### Problem:
Please keep to the lines below from the one with "Query: hanging towel" through the one with "Tag the white wall", and restate them word for word, ends included.

-=-=-

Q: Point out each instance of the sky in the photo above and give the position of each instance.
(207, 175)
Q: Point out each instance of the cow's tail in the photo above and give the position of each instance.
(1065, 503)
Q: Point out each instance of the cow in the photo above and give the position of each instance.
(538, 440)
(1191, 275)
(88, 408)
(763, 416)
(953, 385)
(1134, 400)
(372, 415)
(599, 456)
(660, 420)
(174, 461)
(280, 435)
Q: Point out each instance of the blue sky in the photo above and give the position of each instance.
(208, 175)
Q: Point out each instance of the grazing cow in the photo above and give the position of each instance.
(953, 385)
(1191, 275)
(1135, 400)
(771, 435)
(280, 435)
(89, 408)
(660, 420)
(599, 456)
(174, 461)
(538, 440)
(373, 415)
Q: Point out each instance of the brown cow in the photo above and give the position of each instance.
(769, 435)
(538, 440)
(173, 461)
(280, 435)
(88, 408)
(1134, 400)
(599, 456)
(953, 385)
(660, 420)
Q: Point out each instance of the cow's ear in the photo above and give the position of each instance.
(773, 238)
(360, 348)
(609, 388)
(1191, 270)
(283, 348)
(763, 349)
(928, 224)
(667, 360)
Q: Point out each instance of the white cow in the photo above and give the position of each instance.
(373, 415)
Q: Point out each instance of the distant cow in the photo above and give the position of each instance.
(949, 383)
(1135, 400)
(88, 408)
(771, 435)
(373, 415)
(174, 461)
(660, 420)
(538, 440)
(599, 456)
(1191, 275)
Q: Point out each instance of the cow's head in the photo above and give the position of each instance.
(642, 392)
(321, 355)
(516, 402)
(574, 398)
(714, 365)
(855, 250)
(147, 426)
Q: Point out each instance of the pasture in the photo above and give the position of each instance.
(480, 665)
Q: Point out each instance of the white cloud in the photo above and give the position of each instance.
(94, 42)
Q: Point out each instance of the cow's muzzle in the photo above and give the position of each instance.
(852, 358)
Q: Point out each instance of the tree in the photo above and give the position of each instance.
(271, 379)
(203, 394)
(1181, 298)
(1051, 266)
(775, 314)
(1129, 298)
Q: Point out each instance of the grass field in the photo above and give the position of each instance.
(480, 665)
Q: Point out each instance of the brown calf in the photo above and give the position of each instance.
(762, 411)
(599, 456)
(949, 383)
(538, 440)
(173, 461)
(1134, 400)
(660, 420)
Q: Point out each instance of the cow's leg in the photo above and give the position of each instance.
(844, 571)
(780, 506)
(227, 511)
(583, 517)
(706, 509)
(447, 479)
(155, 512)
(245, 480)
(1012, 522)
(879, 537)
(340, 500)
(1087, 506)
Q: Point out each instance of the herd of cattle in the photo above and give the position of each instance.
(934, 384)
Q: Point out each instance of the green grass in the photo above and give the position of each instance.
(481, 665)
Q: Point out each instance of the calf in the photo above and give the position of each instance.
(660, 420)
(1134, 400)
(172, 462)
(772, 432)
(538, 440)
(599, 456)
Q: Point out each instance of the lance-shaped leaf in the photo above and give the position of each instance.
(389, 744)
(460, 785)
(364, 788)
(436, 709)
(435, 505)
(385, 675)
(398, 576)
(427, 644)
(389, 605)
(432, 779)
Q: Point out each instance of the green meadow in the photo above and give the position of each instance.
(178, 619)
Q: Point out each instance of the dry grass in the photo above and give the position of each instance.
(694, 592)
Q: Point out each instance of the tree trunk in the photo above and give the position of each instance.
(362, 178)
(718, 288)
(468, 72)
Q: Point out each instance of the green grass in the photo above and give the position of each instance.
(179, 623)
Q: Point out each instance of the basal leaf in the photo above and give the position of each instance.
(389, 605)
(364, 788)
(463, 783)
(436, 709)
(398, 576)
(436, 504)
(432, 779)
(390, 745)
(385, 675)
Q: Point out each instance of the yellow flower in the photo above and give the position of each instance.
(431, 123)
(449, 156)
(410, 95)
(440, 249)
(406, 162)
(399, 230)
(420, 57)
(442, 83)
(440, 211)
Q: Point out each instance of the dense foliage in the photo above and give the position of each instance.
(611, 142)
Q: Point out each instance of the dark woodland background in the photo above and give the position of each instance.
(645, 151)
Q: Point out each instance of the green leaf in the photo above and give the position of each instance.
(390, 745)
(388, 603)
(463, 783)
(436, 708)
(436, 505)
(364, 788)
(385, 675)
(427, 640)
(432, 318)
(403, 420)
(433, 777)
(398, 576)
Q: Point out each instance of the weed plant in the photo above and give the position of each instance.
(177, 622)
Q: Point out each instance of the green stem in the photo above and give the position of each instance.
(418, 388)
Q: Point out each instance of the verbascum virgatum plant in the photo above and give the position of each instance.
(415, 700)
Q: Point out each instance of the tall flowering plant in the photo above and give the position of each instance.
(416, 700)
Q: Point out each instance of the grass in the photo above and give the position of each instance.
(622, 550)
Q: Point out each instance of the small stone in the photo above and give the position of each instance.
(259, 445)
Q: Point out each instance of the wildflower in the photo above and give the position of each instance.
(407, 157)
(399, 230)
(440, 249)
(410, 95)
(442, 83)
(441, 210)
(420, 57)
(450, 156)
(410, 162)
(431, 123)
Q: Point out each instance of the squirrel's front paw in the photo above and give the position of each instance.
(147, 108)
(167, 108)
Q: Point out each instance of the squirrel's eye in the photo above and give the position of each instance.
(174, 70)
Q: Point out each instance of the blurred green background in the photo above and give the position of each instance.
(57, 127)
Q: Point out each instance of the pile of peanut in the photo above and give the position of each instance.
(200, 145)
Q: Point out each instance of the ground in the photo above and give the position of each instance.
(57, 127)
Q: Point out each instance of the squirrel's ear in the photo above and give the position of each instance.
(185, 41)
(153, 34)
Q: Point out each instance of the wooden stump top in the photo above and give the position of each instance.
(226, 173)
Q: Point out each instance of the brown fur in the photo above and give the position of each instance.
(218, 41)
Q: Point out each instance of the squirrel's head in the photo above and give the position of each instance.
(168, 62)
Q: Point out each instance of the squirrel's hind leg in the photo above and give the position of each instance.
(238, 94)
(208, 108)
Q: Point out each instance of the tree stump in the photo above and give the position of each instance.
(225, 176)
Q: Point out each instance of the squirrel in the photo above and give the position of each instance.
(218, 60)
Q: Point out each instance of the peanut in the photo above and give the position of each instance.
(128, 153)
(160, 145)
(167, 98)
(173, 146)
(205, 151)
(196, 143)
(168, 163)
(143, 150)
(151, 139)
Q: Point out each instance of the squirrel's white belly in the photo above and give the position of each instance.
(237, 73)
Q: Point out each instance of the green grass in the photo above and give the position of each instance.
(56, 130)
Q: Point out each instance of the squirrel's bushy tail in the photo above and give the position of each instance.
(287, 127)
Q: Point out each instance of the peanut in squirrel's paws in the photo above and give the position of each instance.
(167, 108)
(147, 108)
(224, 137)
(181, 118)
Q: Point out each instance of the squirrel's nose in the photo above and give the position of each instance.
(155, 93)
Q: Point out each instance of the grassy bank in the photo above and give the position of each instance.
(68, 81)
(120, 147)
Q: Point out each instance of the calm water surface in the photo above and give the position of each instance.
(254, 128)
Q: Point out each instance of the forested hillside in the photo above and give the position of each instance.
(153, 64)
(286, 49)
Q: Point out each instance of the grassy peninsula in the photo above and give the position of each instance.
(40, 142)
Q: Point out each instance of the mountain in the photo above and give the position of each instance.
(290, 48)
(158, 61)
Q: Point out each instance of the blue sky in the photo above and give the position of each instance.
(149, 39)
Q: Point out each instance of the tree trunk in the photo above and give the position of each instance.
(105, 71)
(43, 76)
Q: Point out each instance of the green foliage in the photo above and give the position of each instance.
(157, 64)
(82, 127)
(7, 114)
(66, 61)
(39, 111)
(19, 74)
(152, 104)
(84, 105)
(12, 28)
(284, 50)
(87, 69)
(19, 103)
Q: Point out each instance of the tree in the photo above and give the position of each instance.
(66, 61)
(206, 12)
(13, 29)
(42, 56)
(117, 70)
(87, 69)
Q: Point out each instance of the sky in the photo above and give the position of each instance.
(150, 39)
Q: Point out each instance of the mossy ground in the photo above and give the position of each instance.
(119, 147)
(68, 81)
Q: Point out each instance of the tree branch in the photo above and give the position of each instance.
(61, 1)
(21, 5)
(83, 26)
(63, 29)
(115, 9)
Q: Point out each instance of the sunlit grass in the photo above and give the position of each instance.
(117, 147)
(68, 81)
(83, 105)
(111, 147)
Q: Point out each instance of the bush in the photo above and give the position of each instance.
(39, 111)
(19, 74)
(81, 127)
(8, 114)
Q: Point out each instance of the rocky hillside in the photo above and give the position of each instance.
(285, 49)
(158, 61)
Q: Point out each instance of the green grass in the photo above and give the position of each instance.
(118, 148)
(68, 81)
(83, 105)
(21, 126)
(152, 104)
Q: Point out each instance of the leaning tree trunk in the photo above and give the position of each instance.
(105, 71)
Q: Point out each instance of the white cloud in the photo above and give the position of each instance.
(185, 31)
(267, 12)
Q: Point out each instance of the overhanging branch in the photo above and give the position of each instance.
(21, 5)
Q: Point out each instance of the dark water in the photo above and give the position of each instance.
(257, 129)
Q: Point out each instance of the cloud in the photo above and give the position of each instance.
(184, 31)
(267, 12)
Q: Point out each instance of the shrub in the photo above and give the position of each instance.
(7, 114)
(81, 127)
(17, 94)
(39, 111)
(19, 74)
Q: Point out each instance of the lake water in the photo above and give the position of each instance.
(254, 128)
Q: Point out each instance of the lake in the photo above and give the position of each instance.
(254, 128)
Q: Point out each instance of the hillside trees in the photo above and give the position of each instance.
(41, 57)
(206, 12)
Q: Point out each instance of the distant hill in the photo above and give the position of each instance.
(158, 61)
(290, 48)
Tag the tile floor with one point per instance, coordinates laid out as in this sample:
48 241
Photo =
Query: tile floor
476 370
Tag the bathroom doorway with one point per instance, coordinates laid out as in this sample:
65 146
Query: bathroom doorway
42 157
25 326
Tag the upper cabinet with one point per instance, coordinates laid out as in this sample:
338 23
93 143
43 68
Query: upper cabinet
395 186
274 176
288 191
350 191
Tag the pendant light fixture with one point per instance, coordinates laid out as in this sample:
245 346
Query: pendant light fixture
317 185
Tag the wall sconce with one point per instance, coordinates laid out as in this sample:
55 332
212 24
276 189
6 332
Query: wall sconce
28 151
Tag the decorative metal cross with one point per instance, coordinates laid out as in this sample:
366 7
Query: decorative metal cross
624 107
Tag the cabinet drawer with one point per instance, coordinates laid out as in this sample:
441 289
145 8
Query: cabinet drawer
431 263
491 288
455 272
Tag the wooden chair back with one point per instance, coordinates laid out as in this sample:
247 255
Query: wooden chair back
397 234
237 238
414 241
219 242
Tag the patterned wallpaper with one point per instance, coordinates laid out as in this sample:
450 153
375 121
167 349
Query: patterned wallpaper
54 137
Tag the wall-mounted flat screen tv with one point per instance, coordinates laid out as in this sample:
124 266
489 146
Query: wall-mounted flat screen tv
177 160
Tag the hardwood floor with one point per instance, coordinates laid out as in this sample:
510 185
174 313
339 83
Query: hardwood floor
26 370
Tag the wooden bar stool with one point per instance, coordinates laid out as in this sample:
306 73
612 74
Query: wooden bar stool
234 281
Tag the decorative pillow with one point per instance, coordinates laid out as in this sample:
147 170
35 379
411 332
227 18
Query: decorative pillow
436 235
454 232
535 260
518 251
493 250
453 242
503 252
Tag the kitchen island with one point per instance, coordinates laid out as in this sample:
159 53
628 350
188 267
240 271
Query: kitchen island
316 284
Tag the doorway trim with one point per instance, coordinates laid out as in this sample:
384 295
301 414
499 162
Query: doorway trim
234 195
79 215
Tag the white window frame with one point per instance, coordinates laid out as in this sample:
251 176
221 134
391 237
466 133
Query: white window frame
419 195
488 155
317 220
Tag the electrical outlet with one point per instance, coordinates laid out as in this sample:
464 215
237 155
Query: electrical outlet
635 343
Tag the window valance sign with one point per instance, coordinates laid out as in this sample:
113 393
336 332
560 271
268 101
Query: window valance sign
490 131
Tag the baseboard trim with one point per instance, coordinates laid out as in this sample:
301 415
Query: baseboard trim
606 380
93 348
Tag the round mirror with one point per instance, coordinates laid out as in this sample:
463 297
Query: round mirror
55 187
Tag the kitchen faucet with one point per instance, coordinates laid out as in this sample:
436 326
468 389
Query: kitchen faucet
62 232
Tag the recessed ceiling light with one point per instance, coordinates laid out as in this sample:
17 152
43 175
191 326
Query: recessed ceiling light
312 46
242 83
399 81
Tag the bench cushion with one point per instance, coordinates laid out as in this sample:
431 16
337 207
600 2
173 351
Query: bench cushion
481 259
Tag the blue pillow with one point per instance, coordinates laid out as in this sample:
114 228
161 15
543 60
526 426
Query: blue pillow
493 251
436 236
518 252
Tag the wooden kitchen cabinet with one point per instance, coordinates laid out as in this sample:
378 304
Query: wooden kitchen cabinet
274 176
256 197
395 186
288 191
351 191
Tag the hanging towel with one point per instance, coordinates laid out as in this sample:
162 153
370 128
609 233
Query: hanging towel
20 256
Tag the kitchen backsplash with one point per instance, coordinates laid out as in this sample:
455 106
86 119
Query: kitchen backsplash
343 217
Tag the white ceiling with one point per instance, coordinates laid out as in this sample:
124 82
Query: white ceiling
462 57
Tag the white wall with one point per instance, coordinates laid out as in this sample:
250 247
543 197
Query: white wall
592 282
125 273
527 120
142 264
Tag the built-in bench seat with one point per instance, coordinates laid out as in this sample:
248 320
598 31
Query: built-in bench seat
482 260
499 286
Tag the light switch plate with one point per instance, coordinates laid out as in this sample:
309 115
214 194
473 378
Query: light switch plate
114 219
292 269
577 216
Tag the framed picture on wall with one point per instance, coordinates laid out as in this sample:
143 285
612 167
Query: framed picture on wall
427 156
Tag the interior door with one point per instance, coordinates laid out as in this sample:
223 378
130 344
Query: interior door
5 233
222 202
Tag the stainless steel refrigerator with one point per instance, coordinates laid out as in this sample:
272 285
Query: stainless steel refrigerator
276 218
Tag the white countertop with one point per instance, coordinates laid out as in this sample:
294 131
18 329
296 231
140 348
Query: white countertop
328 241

-=-=-

### Solution for this task:
Query: hanging towel
20 256
Tag the kitchen backsplash with one point per instance, coordinates laid out as in this sample:
455 106
86 119
Query: kitchen backsplash
343 217
Tag the white ceiling with one point per instance, coordinates laid out as in this sample:
124 82
Query: white ceiling
462 57
Tag the white wall with one point per instance, coordinates laid out as in this sample:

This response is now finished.